_TASK TO COMPLETE_
What is needed is an exact copy of every entry.

....

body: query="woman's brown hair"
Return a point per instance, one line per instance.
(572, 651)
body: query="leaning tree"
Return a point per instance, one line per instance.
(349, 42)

....

_PROBLEM SOLUTION_
body: query="woman's brown hair"
Return a point per instance, one line per instance.
(572, 651)
body: query="leaning tree"
Return a point per instance, one line per instance.
(349, 42)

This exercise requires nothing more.